§ **指示**: 下のデータから「handle」という文字列を含む行をすべて集め、そのまま書き写すこと。

§ **使用データ**:
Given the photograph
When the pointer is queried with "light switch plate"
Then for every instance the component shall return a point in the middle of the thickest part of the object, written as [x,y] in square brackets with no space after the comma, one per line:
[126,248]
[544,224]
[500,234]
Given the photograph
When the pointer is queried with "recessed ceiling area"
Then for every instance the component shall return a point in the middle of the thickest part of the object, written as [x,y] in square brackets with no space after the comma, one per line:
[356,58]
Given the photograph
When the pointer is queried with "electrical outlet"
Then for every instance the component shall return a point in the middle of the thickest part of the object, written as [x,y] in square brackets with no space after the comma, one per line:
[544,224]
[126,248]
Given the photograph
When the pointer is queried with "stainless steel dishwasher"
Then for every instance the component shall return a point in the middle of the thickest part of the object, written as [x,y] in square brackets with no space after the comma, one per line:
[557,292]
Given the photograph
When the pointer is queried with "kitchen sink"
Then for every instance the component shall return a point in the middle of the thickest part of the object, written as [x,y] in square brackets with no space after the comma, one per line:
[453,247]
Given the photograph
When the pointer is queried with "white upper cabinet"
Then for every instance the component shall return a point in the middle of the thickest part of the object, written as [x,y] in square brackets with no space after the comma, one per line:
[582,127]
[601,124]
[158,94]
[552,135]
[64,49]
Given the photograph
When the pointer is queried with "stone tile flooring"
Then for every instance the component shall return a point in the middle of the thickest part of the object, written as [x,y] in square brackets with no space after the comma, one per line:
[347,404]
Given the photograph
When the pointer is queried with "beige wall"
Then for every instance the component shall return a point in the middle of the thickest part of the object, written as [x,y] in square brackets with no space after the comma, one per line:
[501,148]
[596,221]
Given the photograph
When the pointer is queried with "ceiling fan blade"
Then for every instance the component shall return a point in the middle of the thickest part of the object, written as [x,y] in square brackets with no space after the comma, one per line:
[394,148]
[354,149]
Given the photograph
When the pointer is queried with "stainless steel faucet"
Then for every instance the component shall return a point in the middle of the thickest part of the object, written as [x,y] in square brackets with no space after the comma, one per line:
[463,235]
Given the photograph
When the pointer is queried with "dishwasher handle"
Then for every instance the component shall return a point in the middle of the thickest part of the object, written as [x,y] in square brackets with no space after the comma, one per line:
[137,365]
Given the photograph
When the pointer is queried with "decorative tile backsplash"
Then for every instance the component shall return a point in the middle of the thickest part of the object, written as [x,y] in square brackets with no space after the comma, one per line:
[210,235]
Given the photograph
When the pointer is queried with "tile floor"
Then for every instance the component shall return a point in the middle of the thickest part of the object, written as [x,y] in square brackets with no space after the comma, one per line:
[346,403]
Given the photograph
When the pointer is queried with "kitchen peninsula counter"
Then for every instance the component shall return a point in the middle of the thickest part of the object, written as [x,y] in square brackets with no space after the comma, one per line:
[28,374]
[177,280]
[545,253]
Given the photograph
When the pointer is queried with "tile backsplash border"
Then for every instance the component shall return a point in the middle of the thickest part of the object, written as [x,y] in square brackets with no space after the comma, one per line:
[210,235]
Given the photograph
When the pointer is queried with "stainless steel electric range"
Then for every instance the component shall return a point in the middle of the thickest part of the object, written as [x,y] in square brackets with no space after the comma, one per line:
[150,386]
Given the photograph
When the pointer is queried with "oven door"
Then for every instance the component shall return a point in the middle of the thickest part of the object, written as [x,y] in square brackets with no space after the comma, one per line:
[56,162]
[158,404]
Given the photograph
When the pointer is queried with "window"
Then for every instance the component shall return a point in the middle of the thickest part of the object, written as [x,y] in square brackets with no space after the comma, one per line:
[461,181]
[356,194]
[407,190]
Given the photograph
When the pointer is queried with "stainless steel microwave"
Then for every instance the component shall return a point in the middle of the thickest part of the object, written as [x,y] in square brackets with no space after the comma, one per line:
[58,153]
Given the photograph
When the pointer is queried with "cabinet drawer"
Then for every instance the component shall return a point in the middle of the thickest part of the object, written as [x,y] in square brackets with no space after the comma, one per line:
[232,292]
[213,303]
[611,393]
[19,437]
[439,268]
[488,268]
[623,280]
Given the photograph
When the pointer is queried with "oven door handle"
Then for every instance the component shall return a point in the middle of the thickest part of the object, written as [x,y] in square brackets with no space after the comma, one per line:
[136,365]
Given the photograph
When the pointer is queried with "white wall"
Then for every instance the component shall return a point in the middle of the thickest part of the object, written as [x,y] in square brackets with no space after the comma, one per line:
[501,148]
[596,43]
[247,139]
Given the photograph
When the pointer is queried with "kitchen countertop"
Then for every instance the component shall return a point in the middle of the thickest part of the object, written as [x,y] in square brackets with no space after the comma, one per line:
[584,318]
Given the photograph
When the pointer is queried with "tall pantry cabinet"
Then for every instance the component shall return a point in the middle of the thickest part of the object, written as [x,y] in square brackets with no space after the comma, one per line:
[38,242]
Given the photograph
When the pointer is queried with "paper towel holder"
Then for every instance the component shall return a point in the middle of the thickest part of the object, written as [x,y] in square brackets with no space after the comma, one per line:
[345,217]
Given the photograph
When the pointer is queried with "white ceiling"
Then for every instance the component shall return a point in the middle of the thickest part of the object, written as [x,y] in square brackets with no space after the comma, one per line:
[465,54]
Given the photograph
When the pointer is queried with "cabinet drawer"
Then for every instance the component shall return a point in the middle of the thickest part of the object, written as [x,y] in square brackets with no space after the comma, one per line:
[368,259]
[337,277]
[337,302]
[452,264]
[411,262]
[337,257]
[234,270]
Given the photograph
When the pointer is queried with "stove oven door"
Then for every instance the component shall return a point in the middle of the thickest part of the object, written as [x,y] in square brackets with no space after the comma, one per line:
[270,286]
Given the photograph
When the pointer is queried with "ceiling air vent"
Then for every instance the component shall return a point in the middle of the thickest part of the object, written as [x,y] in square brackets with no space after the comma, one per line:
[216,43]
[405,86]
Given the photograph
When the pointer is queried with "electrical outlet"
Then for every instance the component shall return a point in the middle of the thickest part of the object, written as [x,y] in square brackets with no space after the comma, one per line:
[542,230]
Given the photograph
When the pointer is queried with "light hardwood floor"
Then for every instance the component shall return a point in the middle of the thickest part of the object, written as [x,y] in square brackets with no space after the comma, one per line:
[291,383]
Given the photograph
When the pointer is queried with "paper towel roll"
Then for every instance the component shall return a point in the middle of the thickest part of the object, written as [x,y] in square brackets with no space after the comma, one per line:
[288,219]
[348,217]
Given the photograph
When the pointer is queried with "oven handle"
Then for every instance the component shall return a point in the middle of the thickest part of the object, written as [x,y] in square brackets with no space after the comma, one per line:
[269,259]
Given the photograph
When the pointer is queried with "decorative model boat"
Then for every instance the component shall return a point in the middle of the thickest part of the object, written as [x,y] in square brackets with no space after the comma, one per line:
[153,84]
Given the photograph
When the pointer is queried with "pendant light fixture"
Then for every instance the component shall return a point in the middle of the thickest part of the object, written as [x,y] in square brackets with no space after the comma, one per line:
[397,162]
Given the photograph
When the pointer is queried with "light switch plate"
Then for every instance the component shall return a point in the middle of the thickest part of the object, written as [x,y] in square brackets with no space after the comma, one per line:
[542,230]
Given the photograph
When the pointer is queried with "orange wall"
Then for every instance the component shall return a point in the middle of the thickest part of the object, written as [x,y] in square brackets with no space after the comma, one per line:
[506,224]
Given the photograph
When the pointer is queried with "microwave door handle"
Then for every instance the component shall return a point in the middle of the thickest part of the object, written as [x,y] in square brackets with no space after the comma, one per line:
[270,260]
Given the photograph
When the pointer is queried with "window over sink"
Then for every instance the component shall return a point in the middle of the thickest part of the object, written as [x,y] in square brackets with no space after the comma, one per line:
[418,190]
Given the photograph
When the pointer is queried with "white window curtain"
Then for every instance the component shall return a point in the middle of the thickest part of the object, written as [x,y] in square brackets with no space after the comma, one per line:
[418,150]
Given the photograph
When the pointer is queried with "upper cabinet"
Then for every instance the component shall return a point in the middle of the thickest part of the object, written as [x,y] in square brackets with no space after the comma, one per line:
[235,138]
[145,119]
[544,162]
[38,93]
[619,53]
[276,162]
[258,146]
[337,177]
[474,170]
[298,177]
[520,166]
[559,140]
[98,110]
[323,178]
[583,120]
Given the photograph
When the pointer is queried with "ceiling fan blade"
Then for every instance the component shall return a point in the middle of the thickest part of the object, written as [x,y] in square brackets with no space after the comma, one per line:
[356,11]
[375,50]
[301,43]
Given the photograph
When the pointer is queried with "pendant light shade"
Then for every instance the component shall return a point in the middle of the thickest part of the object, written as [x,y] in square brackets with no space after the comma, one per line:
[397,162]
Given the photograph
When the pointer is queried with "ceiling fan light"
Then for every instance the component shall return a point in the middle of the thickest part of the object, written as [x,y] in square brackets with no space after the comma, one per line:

§ **出力**:
When the pointer is queried with "dishwasher handle"
When the pointer is queried with "oven door handle"
When the pointer is queried with "oven handle"
When the pointer is queried with "microwave door handle"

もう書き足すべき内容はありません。